Records for the task -
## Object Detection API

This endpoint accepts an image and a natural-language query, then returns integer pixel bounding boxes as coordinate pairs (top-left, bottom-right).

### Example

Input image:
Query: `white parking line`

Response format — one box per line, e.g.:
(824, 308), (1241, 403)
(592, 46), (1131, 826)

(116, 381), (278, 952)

--

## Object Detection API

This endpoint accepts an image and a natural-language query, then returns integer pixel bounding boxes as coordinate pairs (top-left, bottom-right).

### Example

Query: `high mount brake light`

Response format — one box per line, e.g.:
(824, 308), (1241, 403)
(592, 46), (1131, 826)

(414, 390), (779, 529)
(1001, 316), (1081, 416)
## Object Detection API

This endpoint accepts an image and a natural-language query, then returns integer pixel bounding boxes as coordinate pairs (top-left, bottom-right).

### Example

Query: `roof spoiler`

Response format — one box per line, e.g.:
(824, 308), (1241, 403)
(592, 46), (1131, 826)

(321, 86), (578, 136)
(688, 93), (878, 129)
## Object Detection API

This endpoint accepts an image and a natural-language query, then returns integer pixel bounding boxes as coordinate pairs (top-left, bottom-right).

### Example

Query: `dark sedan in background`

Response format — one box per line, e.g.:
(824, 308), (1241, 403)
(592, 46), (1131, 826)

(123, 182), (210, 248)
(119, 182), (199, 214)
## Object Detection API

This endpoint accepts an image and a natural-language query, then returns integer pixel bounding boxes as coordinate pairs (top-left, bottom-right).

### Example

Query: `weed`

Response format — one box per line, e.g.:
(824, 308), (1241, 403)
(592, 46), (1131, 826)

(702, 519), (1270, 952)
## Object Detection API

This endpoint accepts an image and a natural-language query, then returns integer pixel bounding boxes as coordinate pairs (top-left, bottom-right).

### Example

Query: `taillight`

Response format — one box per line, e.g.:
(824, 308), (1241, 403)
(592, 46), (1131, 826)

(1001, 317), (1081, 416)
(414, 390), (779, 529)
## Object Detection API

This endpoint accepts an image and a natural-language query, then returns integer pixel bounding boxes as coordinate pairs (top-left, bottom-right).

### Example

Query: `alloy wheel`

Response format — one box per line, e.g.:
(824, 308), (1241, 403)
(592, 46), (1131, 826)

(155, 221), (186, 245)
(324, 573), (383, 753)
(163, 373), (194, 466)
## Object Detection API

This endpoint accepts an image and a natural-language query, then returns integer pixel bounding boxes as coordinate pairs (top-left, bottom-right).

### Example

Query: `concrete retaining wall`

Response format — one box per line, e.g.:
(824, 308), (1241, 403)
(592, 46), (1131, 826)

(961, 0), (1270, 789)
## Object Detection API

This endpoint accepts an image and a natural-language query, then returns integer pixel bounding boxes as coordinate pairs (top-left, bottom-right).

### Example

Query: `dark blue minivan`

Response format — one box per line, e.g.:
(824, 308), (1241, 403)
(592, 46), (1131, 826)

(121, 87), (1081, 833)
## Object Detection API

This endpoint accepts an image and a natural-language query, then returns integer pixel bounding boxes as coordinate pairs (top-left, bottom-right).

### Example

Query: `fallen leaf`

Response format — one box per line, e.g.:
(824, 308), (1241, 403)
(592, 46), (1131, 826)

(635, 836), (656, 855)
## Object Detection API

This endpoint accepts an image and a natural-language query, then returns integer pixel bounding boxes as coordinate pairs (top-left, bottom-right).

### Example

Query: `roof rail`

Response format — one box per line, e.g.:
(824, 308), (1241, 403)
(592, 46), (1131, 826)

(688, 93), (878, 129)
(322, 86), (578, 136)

--

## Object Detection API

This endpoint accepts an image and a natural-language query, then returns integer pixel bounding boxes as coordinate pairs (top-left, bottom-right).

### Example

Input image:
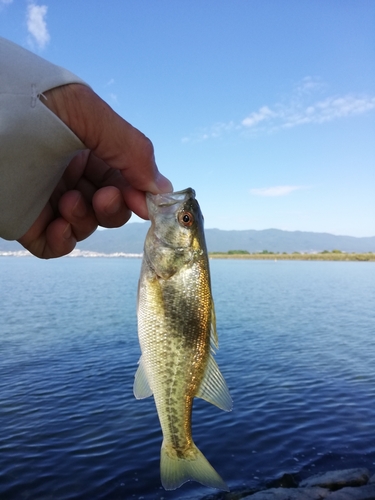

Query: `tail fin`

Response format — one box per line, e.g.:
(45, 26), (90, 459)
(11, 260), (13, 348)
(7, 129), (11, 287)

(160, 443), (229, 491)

Given request - Which lines in the records above contain the string "dark"? Pick out and copy each one, treating uppercase and lowercase as different.

Task output -
Query: `dark sedan in background`
Query: `dark blue minivan`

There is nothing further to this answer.